____ SUPPLIED TEXT

- Congress included a one-year delay to Medicare reimbursement cuts for clinical laboratory services in the short-term funding bill passed this week, granting a reprieve in targeted payment reductions of up to 15%.
- The stopgap bill to keep the government open, passed by the House on Tuesday and the Senate on Wednesday, provides a one-year reprieve from Medicare cuts that would have gone into effect in January for about 800 laboratory services.
- The American Clinical Laboratory Association (ACLA), a trade group whose members include Labcorp and Quest Diagnostics, called the delay “critically needed” to preserve patient access to many of the most commonly ordered lab tests.
ACLA has long fought implementation of the Protecting Access to Medicare Act (PAMA) of 2014, which sets laboratory payment rates according to market data reported by industry.
“Resumption of year-over-year cuts would threaten patient access to quality clinical laboratory services, reduce investment in innovation for the next generation of diagnostics, and weaken the nation’s clinical laboratory infrastructure,” ACLA President Susan Van Meter said Thursday in a statement.
The group said it remains focused on gaining passage of the Saving Access to Laboratory Services Act (SALSA), which would mitigate pending Medicare payment reductions.

________
____ EXCERPTED DATA

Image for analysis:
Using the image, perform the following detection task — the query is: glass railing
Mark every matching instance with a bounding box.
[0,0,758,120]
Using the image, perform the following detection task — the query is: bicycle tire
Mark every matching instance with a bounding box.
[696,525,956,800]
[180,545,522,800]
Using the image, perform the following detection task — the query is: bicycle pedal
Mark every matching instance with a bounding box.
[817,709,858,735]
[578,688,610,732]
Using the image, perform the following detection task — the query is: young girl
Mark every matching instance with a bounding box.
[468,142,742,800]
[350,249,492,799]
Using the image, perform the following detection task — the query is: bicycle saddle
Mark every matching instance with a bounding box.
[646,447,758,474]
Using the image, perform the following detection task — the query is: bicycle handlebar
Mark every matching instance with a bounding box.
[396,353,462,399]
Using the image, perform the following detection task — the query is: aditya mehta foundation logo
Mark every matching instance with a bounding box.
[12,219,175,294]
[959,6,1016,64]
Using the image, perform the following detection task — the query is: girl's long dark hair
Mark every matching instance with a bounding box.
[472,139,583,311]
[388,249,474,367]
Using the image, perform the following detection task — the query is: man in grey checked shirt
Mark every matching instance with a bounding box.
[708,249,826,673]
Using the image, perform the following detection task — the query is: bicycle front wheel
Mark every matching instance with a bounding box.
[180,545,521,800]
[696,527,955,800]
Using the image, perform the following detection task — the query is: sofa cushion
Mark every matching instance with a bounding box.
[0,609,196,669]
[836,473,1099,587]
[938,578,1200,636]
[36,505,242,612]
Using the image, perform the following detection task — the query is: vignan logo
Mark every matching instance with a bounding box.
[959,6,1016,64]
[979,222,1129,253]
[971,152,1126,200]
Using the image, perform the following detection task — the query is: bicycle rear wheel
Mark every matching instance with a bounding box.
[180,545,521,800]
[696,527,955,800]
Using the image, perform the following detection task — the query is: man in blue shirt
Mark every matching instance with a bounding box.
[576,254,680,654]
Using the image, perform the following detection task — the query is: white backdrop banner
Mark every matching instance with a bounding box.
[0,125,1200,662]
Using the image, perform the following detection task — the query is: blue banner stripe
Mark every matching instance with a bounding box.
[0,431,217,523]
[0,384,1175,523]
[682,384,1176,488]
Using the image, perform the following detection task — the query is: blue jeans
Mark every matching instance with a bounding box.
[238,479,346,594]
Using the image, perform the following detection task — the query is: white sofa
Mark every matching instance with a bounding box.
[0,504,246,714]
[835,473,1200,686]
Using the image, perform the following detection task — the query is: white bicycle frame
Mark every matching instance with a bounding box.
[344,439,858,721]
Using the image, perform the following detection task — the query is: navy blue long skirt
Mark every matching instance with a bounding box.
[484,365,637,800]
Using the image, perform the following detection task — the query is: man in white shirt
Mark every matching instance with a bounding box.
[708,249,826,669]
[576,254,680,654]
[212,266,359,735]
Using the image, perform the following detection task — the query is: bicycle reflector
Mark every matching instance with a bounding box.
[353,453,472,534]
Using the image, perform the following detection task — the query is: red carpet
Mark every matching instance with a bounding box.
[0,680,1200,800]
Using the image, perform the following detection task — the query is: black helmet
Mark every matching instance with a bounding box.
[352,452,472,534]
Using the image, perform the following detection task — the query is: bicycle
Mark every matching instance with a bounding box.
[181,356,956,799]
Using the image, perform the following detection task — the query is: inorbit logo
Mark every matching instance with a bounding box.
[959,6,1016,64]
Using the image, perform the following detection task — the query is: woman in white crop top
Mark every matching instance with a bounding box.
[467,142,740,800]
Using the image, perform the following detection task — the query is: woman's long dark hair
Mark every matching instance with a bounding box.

________

**WHAT TO DO:**
1. From the text on Medicare laboratory payment cuts, list each harm that Susan Van Meter says resuming year-over-year cuts would cause.
2. Carry on the text about Medicare laboratory payment cuts from its last sentence.

**ANSWERS TO EACH TASK:**
1.
- Threaten patient access to quality clinical laboratory services
- Reduce investment in innovation for the next generation of diagnostics
- Weaken the nation's clinical laboratory infrastructure

2.
ACLA contends that PAMA relies on a narrow and unrepresentative data sample to set Medicare reimbursement rates for hundreds of common laboratory tests. Since PAMA was enacted, there have been three rounds of payment cuts of up to 10% that have affected 72% of tests on Medicare’s Clinical Laboratory Fee Schedule, according to the trade association.
The proposed SALSA legislation would update Medicare’s payment system for laboratory services to make it “predictable and sustainable,” supporting the range of tests that patients need for routine care as well as innovation in new diagnostics, according to a letter sent to Congress in May that was signed by more than 30 healthcare groups, including the American Hospital Association, American Medical Association, AdvaMedDx and ACLA.